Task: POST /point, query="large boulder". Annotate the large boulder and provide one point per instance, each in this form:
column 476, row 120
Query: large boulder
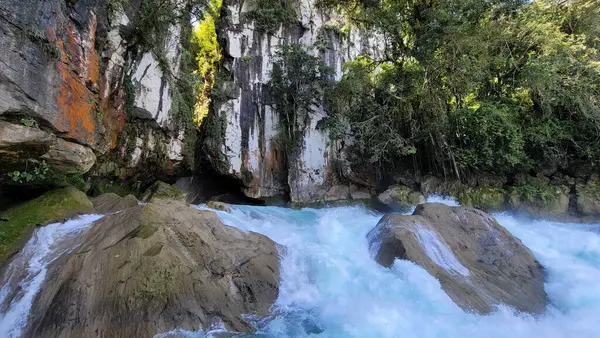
column 17, row 223
column 477, row 261
column 154, row 268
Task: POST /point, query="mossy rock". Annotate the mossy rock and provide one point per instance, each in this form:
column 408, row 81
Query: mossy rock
column 540, row 198
column 482, row 198
column 588, row 197
column 162, row 190
column 53, row 206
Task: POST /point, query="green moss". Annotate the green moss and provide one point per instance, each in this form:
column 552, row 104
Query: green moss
column 483, row 198
column 537, row 195
column 53, row 206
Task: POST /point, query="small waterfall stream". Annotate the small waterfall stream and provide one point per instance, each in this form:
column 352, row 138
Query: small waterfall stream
column 331, row 287
column 26, row 273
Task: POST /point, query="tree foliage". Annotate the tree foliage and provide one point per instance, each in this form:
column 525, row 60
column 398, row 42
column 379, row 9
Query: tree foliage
column 468, row 85
column 298, row 82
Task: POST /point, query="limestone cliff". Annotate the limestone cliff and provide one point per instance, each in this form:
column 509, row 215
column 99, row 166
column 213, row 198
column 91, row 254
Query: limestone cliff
column 248, row 149
column 87, row 94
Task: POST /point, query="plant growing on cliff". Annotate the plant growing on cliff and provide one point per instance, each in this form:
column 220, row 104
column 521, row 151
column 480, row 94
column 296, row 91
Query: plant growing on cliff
column 270, row 15
column 207, row 53
column 469, row 85
column 298, row 84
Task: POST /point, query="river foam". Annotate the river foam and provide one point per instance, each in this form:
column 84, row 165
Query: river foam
column 26, row 273
column 332, row 288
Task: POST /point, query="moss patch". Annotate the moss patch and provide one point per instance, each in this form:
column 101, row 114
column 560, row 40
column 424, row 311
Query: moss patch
column 53, row 206
column 538, row 196
column 482, row 198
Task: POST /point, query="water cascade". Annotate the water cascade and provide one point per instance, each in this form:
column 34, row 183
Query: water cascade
column 331, row 287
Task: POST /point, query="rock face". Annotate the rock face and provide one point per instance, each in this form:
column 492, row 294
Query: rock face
column 154, row 268
column 97, row 98
column 478, row 263
column 400, row 197
column 588, row 197
column 248, row 125
column 219, row 206
column 110, row 203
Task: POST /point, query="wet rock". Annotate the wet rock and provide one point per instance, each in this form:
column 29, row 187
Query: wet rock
column 110, row 203
column 15, row 138
column 477, row 261
column 401, row 197
column 588, row 197
column 219, row 206
column 162, row 190
column 192, row 187
column 431, row 185
column 537, row 197
column 70, row 158
column 482, row 198
column 53, row 206
column 154, row 268
column 337, row 193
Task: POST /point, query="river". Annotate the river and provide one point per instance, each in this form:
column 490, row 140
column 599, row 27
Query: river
column 331, row 287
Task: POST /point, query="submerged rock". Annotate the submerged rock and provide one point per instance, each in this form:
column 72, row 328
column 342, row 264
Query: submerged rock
column 53, row 206
column 154, row 268
column 219, row 206
column 477, row 261
column 110, row 203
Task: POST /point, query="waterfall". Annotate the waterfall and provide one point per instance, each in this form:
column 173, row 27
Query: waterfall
column 331, row 287
column 26, row 273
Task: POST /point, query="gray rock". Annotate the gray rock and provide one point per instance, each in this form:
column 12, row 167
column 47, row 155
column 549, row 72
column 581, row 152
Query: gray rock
column 162, row 190
column 588, row 197
column 15, row 137
column 400, row 197
column 110, row 203
column 477, row 261
column 70, row 158
column 219, row 206
column 154, row 268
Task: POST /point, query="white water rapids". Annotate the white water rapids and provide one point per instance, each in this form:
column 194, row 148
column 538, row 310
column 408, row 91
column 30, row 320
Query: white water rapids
column 331, row 287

» **What to produce**: Output all the records, word for word, with no pictures in the copy.

» **Solution**:
Task: POST /point, query="large boulder". Annotate the large boulder and provide one point per instance, each in this form:
column 476, row 120
Query: large boulder
column 17, row 223
column 477, row 261
column 154, row 268
Task: POST /point, query="mossy rock". Annotate the mossy rock and provide one point per instance, each in this form:
column 408, row 81
Query: mossy rock
column 540, row 198
column 482, row 198
column 588, row 197
column 162, row 190
column 53, row 206
Task: POST /point, query="green moss". Annotate the green moss and provide one point per instance, each in this form:
column 552, row 104
Query: green moss
column 483, row 198
column 537, row 195
column 53, row 206
Task: POST /point, query="small waterfall stream". Annotate the small waterfall stream and provide one point per instance, each in this form:
column 352, row 138
Query: small waterfall stream
column 331, row 287
column 26, row 273
Task: POST /point, query="tree foliage". Annotate the tree foliage and provide one point per instance, each in this form:
column 525, row 60
column 398, row 42
column 379, row 9
Query: tree foliage
column 468, row 85
column 298, row 82
Task: POST /point, query="limestone cliff". Annotate the limestone cliff and provide one point per instance, each in this form:
column 509, row 215
column 99, row 166
column 213, row 198
column 91, row 254
Query: limestone cliff
column 248, row 149
column 87, row 94
Task: POST /point, query="plant growing on cliff". Annotate the plant growing on cliff and provide one point per instance, each in this form:
column 220, row 104
column 521, row 151
column 480, row 94
column 296, row 91
Query: plant growing on cliff
column 270, row 15
column 207, row 53
column 469, row 85
column 298, row 84
Task: POST /point, query="river foam". Annotate the river foam and provide one point per instance, each in this form:
column 84, row 165
Query: river foam
column 26, row 273
column 332, row 288
Task: POST /point, query="moss patch". Annotate the moss patch and provide one point per instance, each in this form:
column 101, row 114
column 560, row 40
column 424, row 311
Query: moss patch
column 53, row 206
column 538, row 196
column 482, row 198
Task: POST /point, query="water cascade". Annotate the water cascade and provide one point per instance, each in this form:
column 34, row 183
Query: water cascade
column 331, row 287
Task: POST /point, query="rock face". Annotate the rock face and provide one point per instance, each in this form:
column 492, row 294
Query: rock face
column 154, row 268
column 97, row 98
column 478, row 263
column 400, row 197
column 588, row 197
column 248, row 125
column 219, row 206
column 110, row 203
Task: POST /point, query="wet rock". Annotate the wet rock and provide one point per instance, each in this form:
column 29, row 187
Query: wet rock
column 110, row 203
column 15, row 138
column 477, row 261
column 401, row 197
column 588, row 197
column 219, row 206
column 162, row 190
column 192, row 187
column 431, row 185
column 537, row 197
column 70, row 158
column 482, row 198
column 53, row 206
column 154, row 268
column 337, row 193
Task: POST /point, query="river". Annotate the river and provide one point per instance, each in this form:
column 490, row 140
column 599, row 27
Query: river
column 331, row 287
Task: POST /point, query="submerged rock". Annotate the submerged rock and provide one point per instance, each in this form:
column 72, row 328
column 342, row 264
Query: submerged rock
column 53, row 206
column 154, row 268
column 219, row 206
column 477, row 261
column 110, row 203
Task: POST /point, query="waterfall". Annotate the waterfall and provide one point per instance, each in this form:
column 173, row 27
Query: waterfall
column 331, row 287
column 26, row 273
Task: POST /point, query="gray rock". Annotate the gray rock and provide one point per instance, each in this form:
column 12, row 167
column 47, row 155
column 549, row 72
column 581, row 152
Query: gray rock
column 162, row 190
column 588, row 197
column 15, row 137
column 400, row 197
column 110, row 203
column 477, row 261
column 70, row 158
column 219, row 206
column 154, row 268
Task: POST /point, query="white water rapids". Annotate the white water rapids and provide one point per instance, each in this form:
column 194, row 148
column 538, row 310
column 408, row 91
column 30, row 320
Query: white water rapids
column 331, row 287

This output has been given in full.